▶ [WHAT YOU SHOULD DO] Rewrite the lines from the one holding "where the path" through the last line, inclusive, keeping the requests. Shift every bounding box coordinate up by 3.

▶ [PROVIDED RECORDS]
* * *
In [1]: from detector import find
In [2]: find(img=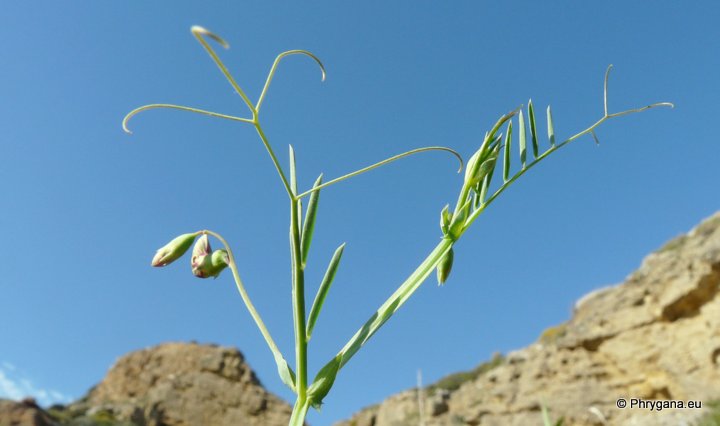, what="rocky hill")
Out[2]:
[337,213,720,426]
[0,343,291,426]
[0,213,720,426]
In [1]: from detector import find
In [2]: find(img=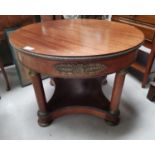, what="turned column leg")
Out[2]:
[30,71,51,126]
[107,70,126,125]
[0,59,10,90]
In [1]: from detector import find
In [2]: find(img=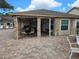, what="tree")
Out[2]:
[0,0,14,10]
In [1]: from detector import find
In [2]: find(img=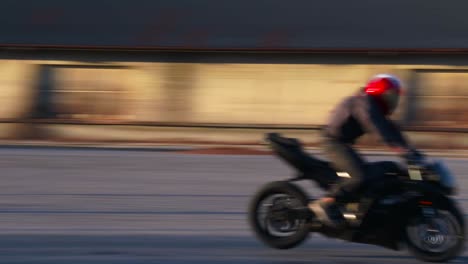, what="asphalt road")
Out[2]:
[0,148,468,264]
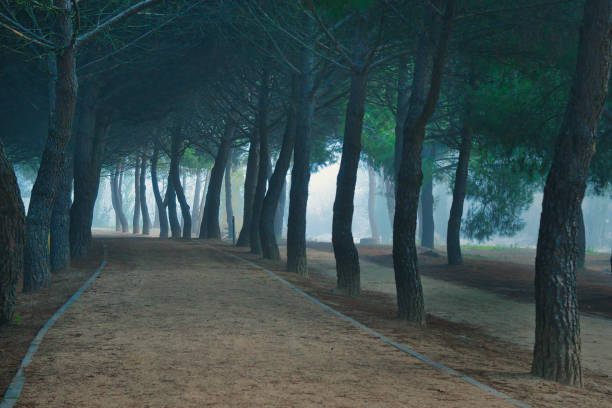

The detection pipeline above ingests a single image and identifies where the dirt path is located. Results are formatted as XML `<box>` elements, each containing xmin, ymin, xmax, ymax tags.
<box><xmin>18</xmin><ymin>239</ymin><xmax>510</xmax><ymax>407</ymax></box>
<box><xmin>298</xmin><ymin>249</ymin><xmax>612</xmax><ymax>377</ymax></box>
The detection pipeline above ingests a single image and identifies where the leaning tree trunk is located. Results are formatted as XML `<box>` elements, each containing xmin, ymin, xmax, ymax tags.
<box><xmin>274</xmin><ymin>176</ymin><xmax>287</xmax><ymax>241</ymax></box>
<box><xmin>368</xmin><ymin>165</ymin><xmax>380</xmax><ymax>244</ymax></box>
<box><xmin>132</xmin><ymin>156</ymin><xmax>140</xmax><ymax>234</ymax></box>
<box><xmin>259</xmin><ymin>89</ymin><xmax>296</xmax><ymax>260</ymax></box>
<box><xmin>0</xmin><ymin>140</ymin><xmax>25</xmax><ymax>325</ymax></box>
<box><xmin>531</xmin><ymin>0</ymin><xmax>612</xmax><ymax>385</ymax></box>
<box><xmin>446</xmin><ymin>119</ymin><xmax>472</xmax><ymax>265</ymax></box>
<box><xmin>138</xmin><ymin>153</ymin><xmax>151</xmax><ymax>235</ymax></box>
<box><xmin>393</xmin><ymin>0</ymin><xmax>456</xmax><ymax>325</ymax></box>
<box><xmin>236</xmin><ymin>135</ymin><xmax>259</xmax><ymax>247</ymax></box>
<box><xmin>332</xmin><ymin>27</ymin><xmax>367</xmax><ymax>296</ymax></box>
<box><xmin>151</xmin><ymin>150</ymin><xmax>168</xmax><ymax>238</ymax></box>
<box><xmin>249</xmin><ymin>71</ymin><xmax>270</xmax><ymax>255</ymax></box>
<box><xmin>287</xmin><ymin>43</ymin><xmax>315</xmax><ymax>276</ymax></box>
<box><xmin>191</xmin><ymin>168</ymin><xmax>202</xmax><ymax>235</ymax></box>
<box><xmin>23</xmin><ymin>11</ymin><xmax>78</xmax><ymax>292</ymax></box>
<box><xmin>421</xmin><ymin>146</ymin><xmax>435</xmax><ymax>249</ymax></box>
<box><xmin>170</xmin><ymin>132</ymin><xmax>191</xmax><ymax>239</ymax></box>
<box><xmin>70</xmin><ymin>98</ymin><xmax>109</xmax><ymax>259</ymax></box>
<box><xmin>225</xmin><ymin>149</ymin><xmax>236</xmax><ymax>240</ymax></box>
<box><xmin>200</xmin><ymin>122</ymin><xmax>236</xmax><ymax>239</ymax></box>
<box><xmin>49</xmin><ymin>150</ymin><xmax>72</xmax><ymax>272</ymax></box>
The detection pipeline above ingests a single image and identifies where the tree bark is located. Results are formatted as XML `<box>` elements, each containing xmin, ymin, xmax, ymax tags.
<box><xmin>368</xmin><ymin>165</ymin><xmax>380</xmax><ymax>244</ymax></box>
<box><xmin>393</xmin><ymin>0</ymin><xmax>456</xmax><ymax>325</ymax></box>
<box><xmin>138</xmin><ymin>153</ymin><xmax>151</xmax><ymax>235</ymax></box>
<box><xmin>532</xmin><ymin>0</ymin><xmax>612</xmax><ymax>385</ymax></box>
<box><xmin>23</xmin><ymin>0</ymin><xmax>78</xmax><ymax>292</ymax></box>
<box><xmin>446</xmin><ymin>119</ymin><xmax>472</xmax><ymax>265</ymax></box>
<box><xmin>421</xmin><ymin>146</ymin><xmax>436</xmax><ymax>249</ymax></box>
<box><xmin>225</xmin><ymin>149</ymin><xmax>235</xmax><ymax>240</ymax></box>
<box><xmin>200</xmin><ymin>122</ymin><xmax>236</xmax><ymax>239</ymax></box>
<box><xmin>49</xmin><ymin>150</ymin><xmax>72</xmax><ymax>272</ymax></box>
<box><xmin>132</xmin><ymin>156</ymin><xmax>140</xmax><ymax>234</ymax></box>
<box><xmin>332</xmin><ymin>16</ymin><xmax>367</xmax><ymax>296</ymax></box>
<box><xmin>249</xmin><ymin>70</ymin><xmax>270</xmax><ymax>255</ymax></box>
<box><xmin>259</xmin><ymin>88</ymin><xmax>296</xmax><ymax>261</ymax></box>
<box><xmin>0</xmin><ymin>140</ymin><xmax>25</xmax><ymax>326</ymax></box>
<box><xmin>236</xmin><ymin>135</ymin><xmax>259</xmax><ymax>247</ymax></box>
<box><xmin>170</xmin><ymin>132</ymin><xmax>191</xmax><ymax>239</ymax></box>
<box><xmin>151</xmin><ymin>149</ymin><xmax>168</xmax><ymax>238</ymax></box>
<box><xmin>191</xmin><ymin>168</ymin><xmax>202</xmax><ymax>235</ymax></box>
<box><xmin>287</xmin><ymin>43</ymin><xmax>315</xmax><ymax>276</ymax></box>
<box><xmin>70</xmin><ymin>87</ymin><xmax>109</xmax><ymax>259</ymax></box>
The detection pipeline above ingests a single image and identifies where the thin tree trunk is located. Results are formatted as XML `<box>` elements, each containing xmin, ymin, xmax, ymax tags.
<box><xmin>332</xmin><ymin>17</ymin><xmax>367</xmax><ymax>296</ymax></box>
<box><xmin>368</xmin><ymin>165</ymin><xmax>380</xmax><ymax>244</ymax></box>
<box><xmin>23</xmin><ymin>6</ymin><xmax>78</xmax><ymax>292</ymax></box>
<box><xmin>250</xmin><ymin>70</ymin><xmax>270</xmax><ymax>255</ymax></box>
<box><xmin>287</xmin><ymin>43</ymin><xmax>315</xmax><ymax>276</ymax></box>
<box><xmin>393</xmin><ymin>0</ymin><xmax>456</xmax><ymax>325</ymax></box>
<box><xmin>170</xmin><ymin>132</ymin><xmax>191</xmax><ymax>239</ymax></box>
<box><xmin>0</xmin><ymin>140</ymin><xmax>25</xmax><ymax>326</ymax></box>
<box><xmin>132</xmin><ymin>156</ymin><xmax>140</xmax><ymax>234</ymax></box>
<box><xmin>421</xmin><ymin>146</ymin><xmax>436</xmax><ymax>249</ymax></box>
<box><xmin>138</xmin><ymin>153</ymin><xmax>151</xmax><ymax>235</ymax></box>
<box><xmin>225</xmin><ymin>149</ymin><xmax>236</xmax><ymax>240</ymax></box>
<box><xmin>191</xmin><ymin>168</ymin><xmax>202</xmax><ymax>234</ymax></box>
<box><xmin>532</xmin><ymin>0</ymin><xmax>612</xmax><ymax>385</ymax></box>
<box><xmin>70</xmin><ymin>92</ymin><xmax>109</xmax><ymax>259</ymax></box>
<box><xmin>49</xmin><ymin>150</ymin><xmax>72</xmax><ymax>272</ymax></box>
<box><xmin>236</xmin><ymin>135</ymin><xmax>259</xmax><ymax>247</ymax></box>
<box><xmin>200</xmin><ymin>122</ymin><xmax>236</xmax><ymax>239</ymax></box>
<box><xmin>259</xmin><ymin>85</ymin><xmax>296</xmax><ymax>260</ymax></box>
<box><xmin>274</xmin><ymin>175</ymin><xmax>287</xmax><ymax>242</ymax></box>
<box><xmin>151</xmin><ymin>149</ymin><xmax>168</xmax><ymax>238</ymax></box>
<box><xmin>446</xmin><ymin>119</ymin><xmax>472</xmax><ymax>265</ymax></box>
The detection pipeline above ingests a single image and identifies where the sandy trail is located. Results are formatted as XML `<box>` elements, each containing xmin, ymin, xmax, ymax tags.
<box><xmin>13</xmin><ymin>239</ymin><xmax>510</xmax><ymax>407</ymax></box>
<box><xmin>300</xmin><ymin>249</ymin><xmax>612</xmax><ymax>376</ymax></box>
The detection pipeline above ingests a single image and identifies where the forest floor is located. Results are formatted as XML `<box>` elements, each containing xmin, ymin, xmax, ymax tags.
<box><xmin>3</xmin><ymin>235</ymin><xmax>612</xmax><ymax>407</ymax></box>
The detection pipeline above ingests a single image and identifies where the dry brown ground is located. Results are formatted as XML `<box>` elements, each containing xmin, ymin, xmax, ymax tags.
<box><xmin>0</xmin><ymin>241</ymin><xmax>103</xmax><ymax>395</ymax></box>
<box><xmin>4</xmin><ymin>239</ymin><xmax>612</xmax><ymax>407</ymax></box>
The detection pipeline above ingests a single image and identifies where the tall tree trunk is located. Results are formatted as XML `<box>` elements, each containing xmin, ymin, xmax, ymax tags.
<box><xmin>191</xmin><ymin>168</ymin><xmax>202</xmax><ymax>234</ymax></box>
<box><xmin>368</xmin><ymin>165</ymin><xmax>380</xmax><ymax>244</ymax></box>
<box><xmin>259</xmin><ymin>85</ymin><xmax>296</xmax><ymax>260</ymax></box>
<box><xmin>132</xmin><ymin>156</ymin><xmax>140</xmax><ymax>234</ymax></box>
<box><xmin>446</xmin><ymin>118</ymin><xmax>472</xmax><ymax>265</ymax></box>
<box><xmin>151</xmin><ymin>149</ymin><xmax>168</xmax><ymax>238</ymax></box>
<box><xmin>23</xmin><ymin>0</ymin><xmax>78</xmax><ymax>292</ymax></box>
<box><xmin>250</xmin><ymin>70</ymin><xmax>270</xmax><ymax>255</ymax></box>
<box><xmin>225</xmin><ymin>149</ymin><xmax>236</xmax><ymax>240</ymax></box>
<box><xmin>332</xmin><ymin>16</ymin><xmax>367</xmax><ymax>296</ymax></box>
<box><xmin>287</xmin><ymin>43</ymin><xmax>315</xmax><ymax>276</ymax></box>
<box><xmin>421</xmin><ymin>146</ymin><xmax>436</xmax><ymax>249</ymax></box>
<box><xmin>274</xmin><ymin>176</ymin><xmax>287</xmax><ymax>241</ymax></box>
<box><xmin>532</xmin><ymin>0</ymin><xmax>612</xmax><ymax>385</ymax></box>
<box><xmin>200</xmin><ymin>122</ymin><xmax>236</xmax><ymax>239</ymax></box>
<box><xmin>576</xmin><ymin>207</ymin><xmax>586</xmax><ymax>268</ymax></box>
<box><xmin>138</xmin><ymin>153</ymin><xmax>151</xmax><ymax>235</ymax></box>
<box><xmin>170</xmin><ymin>132</ymin><xmax>191</xmax><ymax>239</ymax></box>
<box><xmin>393</xmin><ymin>0</ymin><xmax>456</xmax><ymax>324</ymax></box>
<box><xmin>49</xmin><ymin>150</ymin><xmax>72</xmax><ymax>272</ymax></box>
<box><xmin>70</xmin><ymin>88</ymin><xmax>109</xmax><ymax>259</ymax></box>
<box><xmin>0</xmin><ymin>140</ymin><xmax>25</xmax><ymax>325</ymax></box>
<box><xmin>236</xmin><ymin>135</ymin><xmax>259</xmax><ymax>247</ymax></box>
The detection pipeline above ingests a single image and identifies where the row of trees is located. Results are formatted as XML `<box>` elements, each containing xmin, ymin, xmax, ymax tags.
<box><xmin>0</xmin><ymin>0</ymin><xmax>611</xmax><ymax>384</ymax></box>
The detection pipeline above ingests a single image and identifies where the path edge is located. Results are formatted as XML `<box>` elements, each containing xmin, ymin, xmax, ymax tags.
<box><xmin>0</xmin><ymin>243</ymin><xmax>107</xmax><ymax>408</ymax></box>
<box><xmin>206</xmin><ymin>244</ymin><xmax>532</xmax><ymax>408</ymax></box>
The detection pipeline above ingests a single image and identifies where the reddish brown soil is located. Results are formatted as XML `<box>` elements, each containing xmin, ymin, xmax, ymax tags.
<box><xmin>0</xmin><ymin>241</ymin><xmax>104</xmax><ymax>395</ymax></box>
<box><xmin>309</xmin><ymin>242</ymin><xmax>612</xmax><ymax>318</ymax></box>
* * *
▶ [WRITTEN RESPONSE]
The detection pipeline above ingests a single image and identifies where the path edge is located. Results are formatted as XML `<box>` elements, each containing xmin, ymin, xmax, ymax tags.
<box><xmin>3</xmin><ymin>246</ymin><xmax>110</xmax><ymax>411</ymax></box>
<box><xmin>209</xmin><ymin>247</ymin><xmax>535</xmax><ymax>411</ymax></box>
The detection pipeline above ingests a single image and identifies where the reddish brown soil is located. Results are formatted as XML `<box>` elements, each containing xmin, ymin, xmax, ymax tags.
<box><xmin>3</xmin><ymin>244</ymin><xmax>107</xmax><ymax>398</ymax></box>
<box><xmin>312</xmin><ymin>245</ymin><xmax>615</xmax><ymax>321</ymax></box>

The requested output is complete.